Repeat word for word the line with "of the chrome" and every line after it until the records below run out.
** Begin **
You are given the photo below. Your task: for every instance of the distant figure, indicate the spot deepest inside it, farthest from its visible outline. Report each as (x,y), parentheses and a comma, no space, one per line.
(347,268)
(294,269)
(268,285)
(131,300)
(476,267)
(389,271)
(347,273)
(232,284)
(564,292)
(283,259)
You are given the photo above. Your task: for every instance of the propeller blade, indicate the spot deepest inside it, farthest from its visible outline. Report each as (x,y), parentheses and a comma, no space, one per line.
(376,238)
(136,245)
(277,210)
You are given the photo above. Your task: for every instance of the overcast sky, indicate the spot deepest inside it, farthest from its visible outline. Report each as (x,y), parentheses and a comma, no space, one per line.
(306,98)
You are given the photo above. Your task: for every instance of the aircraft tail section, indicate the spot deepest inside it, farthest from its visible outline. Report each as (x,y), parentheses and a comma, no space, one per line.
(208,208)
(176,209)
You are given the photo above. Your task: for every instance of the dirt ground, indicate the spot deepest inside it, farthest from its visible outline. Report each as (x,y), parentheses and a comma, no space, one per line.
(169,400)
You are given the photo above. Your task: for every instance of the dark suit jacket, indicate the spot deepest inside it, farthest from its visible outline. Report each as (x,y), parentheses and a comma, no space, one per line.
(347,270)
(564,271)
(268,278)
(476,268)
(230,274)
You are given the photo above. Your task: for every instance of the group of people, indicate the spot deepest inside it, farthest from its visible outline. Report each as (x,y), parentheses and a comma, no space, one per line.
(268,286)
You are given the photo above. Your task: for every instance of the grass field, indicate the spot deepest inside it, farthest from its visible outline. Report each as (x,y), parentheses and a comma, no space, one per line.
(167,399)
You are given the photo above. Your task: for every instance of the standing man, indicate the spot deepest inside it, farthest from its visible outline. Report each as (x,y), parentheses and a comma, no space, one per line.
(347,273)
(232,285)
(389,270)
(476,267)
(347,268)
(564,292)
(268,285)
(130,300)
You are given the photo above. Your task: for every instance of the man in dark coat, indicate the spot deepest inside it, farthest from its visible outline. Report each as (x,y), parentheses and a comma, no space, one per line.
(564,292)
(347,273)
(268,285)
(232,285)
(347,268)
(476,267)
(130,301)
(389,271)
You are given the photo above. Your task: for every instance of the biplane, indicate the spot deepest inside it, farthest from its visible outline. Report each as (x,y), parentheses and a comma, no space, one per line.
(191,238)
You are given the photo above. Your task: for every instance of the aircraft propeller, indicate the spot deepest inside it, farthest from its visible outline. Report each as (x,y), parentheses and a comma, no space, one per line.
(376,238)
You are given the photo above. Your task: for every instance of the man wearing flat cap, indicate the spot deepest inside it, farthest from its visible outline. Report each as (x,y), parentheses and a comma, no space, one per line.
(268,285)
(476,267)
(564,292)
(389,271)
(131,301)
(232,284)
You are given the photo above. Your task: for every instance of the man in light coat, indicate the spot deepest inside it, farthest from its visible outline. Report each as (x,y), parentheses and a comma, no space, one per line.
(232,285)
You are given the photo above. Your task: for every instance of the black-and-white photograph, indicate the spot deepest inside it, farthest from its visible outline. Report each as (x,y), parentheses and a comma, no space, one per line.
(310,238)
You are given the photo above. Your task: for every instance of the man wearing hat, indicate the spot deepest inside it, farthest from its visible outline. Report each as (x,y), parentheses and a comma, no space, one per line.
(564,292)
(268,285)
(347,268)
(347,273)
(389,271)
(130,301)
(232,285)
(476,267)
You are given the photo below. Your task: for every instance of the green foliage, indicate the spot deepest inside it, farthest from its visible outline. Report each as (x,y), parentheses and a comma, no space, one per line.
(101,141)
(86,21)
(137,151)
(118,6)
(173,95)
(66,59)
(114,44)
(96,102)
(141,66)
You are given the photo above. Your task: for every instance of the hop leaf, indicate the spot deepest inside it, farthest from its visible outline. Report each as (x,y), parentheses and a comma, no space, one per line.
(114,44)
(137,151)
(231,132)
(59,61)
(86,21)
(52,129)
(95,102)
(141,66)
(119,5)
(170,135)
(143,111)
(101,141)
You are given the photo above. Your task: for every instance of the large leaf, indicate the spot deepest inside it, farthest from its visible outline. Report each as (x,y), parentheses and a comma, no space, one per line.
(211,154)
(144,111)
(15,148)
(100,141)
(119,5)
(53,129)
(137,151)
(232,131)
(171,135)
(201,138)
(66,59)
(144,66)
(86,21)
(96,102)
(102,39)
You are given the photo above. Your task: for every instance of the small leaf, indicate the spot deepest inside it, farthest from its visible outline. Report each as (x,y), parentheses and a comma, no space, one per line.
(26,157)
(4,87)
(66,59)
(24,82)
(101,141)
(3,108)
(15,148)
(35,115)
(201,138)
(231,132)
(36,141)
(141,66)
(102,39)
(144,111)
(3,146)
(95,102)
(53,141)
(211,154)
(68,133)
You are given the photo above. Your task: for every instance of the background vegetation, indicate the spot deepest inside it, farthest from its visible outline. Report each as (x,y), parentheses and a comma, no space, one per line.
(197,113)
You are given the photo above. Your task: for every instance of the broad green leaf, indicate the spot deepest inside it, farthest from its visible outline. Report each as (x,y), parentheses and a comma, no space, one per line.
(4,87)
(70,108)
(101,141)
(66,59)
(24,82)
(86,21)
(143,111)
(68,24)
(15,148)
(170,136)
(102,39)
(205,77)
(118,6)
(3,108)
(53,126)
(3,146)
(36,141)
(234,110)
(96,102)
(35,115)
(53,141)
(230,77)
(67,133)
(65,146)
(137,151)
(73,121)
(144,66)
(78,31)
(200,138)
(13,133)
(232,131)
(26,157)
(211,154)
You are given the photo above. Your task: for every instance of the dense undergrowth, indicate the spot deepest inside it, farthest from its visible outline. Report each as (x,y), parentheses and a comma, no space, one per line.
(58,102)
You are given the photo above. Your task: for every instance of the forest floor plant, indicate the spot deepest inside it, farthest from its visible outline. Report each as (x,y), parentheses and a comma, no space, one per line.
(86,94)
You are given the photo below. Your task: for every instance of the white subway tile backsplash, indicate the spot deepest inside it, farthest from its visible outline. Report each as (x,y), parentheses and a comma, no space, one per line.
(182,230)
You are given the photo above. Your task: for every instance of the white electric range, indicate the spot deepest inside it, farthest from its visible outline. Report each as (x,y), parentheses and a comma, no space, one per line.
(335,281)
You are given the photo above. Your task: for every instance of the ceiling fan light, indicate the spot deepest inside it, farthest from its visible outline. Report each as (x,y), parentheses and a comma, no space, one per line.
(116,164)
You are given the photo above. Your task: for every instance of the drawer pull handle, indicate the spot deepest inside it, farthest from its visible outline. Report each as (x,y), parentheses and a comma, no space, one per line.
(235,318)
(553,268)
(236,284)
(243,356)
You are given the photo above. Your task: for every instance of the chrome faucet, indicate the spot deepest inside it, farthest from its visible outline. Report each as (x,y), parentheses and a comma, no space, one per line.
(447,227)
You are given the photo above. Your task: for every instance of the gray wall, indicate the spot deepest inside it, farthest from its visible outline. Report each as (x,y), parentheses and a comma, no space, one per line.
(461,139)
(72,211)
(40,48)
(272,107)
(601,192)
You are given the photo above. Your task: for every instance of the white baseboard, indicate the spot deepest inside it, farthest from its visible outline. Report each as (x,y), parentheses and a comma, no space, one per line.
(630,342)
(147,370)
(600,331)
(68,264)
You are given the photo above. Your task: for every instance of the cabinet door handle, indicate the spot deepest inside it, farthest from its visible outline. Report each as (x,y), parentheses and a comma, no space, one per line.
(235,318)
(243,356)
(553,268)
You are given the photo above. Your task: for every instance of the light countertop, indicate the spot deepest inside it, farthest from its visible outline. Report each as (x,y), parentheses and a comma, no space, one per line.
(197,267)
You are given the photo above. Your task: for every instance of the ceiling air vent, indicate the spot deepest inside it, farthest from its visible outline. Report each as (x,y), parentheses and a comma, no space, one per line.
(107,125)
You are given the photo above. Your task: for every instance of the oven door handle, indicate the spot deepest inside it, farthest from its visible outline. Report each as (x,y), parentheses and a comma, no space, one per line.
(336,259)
** End **
> _Complete output_:
You are given the photo above. Your task: for every instance of the chrome faucet, indicate the spot deepest inside it, farthest from its visible outline. Report each as (x,y), parentheses and a comma, no space, one per line.
(447,227)
You are given the photo above. Your task: for every instance of the gray wall, indicate the spot deepest inside it, farthest from its visible outline. Report each as (x,y), parentheses and a comma, no space, one per line.
(461,139)
(72,211)
(40,48)
(272,107)
(601,192)
You are given the photo above. Your task: for every instance of the white baseboard, indicate the spot deepest inside it, farthest from its visible outline. Report each as (x,y), parentheses and a comma, no space, one per line.
(630,342)
(147,370)
(600,331)
(68,264)
You are given the photo above. Your task: for every instance of the cabinet door handle, indicate the spot deepest inside it, farthest from its visible outline. Report each as (x,y), parentheses and a comma, no space, one per line.
(235,318)
(243,356)
(553,268)
You are given the photo above. Your task: for every instance of the light countertop, indicate the spot deepest inside it, farthest from its visible outline. Report each as (x,y), parentheses and a comma, no space, one per line.
(197,267)
You are given the photo above. Your task: for every instance of the ceiling air vent, indicate the spot deepest inside it, farthest from its visible outline. Report each as (x,y), parentheses and a comma, no space, one per line.
(107,125)
You are given the photo above. Your task: for every instance of the oven door handle, indicate the spot deepest inside it, farthest from its visible outline. Report each as (x,y), parentheses and a comma, no space, one per line.
(336,259)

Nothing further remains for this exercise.